> **Work required**
Duplicate, word for word, everything in the passage on telecom infrastructure from "President Obama has" down to "other dominant telecoms.".

President Obama has rightly called for strengthen of the nation’s infrastructure of highways, electricity and communications (e.g., broadband to rural communities). However, without addressing the structural tension at the heart of the telecom industry, between its role as a regulated utility (i.e., wireline phone services) vs. its new-business services (i.e., wireless, video, etc.) little will change. And to begin to turn this system around, one has to unmask and redress the failings of AT&T and the other dominant telecoms.

One of the top issues before the FCC and Congress this year is the development of a 21st century “national broadband policy.” In keeping with the Obama administration’s public performance style, we are likely to see much fulmination over this issue. Hearings will be held; media barons and NGO critics will testify; much deliberation will take place. Experts from all sides of the debate will admit to the woeful inadequacy of the country’s communications system. And when all is said and done, there will be calls to raise communications’ taxes, including the Universal Service Fund, to pay for broadband “upgrades.”

> **Listed records**
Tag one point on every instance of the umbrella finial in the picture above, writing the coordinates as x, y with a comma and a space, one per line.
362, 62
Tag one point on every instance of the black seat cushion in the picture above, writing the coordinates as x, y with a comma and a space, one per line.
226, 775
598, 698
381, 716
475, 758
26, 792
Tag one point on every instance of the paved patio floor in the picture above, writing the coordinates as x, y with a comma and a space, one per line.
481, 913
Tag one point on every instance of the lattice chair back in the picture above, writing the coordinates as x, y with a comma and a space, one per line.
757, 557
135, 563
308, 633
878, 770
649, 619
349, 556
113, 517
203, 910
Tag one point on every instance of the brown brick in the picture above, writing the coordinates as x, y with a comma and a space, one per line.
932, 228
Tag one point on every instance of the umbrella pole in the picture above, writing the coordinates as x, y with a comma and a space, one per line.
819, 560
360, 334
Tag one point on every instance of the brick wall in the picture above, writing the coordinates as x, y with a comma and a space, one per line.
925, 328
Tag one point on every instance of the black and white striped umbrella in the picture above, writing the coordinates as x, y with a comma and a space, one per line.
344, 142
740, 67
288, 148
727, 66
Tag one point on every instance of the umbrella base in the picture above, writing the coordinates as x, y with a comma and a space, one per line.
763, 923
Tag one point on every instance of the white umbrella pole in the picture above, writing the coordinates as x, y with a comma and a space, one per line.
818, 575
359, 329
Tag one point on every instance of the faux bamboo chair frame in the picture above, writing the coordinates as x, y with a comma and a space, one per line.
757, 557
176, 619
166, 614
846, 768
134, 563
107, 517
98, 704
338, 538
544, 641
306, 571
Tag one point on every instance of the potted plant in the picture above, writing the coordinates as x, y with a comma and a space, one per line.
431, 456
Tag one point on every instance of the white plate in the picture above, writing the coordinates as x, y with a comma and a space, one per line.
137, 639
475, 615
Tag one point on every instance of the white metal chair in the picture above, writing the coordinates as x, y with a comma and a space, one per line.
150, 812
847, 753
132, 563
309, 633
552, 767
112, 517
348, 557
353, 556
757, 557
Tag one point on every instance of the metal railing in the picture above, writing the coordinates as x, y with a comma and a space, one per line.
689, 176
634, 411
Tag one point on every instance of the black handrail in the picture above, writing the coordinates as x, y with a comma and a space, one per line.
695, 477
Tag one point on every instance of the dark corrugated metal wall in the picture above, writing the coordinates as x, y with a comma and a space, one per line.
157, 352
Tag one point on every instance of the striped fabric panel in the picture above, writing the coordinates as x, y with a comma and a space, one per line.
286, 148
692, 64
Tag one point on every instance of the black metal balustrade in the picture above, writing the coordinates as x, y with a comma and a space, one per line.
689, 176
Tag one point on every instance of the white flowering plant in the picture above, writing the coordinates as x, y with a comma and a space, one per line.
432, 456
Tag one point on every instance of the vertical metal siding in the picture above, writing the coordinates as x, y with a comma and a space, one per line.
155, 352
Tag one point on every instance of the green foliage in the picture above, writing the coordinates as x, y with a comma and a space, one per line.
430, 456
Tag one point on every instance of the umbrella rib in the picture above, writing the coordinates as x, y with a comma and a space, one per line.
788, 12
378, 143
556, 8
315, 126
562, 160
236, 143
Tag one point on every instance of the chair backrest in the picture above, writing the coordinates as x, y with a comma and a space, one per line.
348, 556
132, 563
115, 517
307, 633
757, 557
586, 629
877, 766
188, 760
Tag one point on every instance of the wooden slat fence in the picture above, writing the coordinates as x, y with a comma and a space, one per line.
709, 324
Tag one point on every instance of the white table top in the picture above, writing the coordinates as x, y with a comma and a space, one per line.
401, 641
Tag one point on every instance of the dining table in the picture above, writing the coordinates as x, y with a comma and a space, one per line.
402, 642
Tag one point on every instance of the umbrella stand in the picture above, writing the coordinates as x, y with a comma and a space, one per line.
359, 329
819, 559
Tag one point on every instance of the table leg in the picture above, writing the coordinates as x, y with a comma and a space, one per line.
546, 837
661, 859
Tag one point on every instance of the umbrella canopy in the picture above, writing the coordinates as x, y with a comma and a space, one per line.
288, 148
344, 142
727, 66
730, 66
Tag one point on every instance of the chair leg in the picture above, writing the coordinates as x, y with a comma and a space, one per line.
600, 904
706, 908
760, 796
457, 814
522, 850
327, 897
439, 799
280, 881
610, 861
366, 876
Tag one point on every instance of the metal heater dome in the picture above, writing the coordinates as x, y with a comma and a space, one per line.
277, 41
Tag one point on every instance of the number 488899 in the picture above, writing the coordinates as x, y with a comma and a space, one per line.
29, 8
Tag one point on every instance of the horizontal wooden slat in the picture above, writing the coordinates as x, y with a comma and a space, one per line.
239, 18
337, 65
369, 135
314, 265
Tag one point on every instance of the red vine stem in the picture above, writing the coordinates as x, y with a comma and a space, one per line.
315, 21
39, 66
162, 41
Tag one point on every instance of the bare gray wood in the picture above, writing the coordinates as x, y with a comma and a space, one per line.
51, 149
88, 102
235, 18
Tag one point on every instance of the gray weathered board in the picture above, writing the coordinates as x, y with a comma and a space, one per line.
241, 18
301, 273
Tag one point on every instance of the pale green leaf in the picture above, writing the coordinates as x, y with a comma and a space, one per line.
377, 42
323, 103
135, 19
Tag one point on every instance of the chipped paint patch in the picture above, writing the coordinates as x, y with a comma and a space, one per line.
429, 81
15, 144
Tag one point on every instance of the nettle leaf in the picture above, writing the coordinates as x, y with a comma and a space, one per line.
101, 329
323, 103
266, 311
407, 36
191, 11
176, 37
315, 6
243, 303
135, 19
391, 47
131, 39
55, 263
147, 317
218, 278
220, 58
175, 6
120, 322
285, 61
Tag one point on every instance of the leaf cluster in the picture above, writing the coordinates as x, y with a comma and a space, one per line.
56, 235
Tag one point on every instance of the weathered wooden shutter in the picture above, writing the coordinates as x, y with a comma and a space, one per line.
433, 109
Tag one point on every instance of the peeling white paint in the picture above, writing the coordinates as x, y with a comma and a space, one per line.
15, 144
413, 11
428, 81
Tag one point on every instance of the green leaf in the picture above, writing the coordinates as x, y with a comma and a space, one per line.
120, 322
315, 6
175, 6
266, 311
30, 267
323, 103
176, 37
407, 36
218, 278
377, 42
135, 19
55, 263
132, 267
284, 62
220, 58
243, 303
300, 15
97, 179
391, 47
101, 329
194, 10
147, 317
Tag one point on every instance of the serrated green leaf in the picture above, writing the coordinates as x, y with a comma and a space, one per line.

> **Task response**
President Obama has rightly called for strengthen of the nation’s infrastructure of highways, electricity and communications (e.g., broadband to rural communities). However, without addressing the structural tension at the heart of the telecom industry, between its role as a regulated utility (i.e., wireline phone services) vs. its new-business services (i.e., wireless, video, etc.) little will change. And to begin to turn this system around, one has to unmask and redress the failings of AT&T and the other dominant telecoms.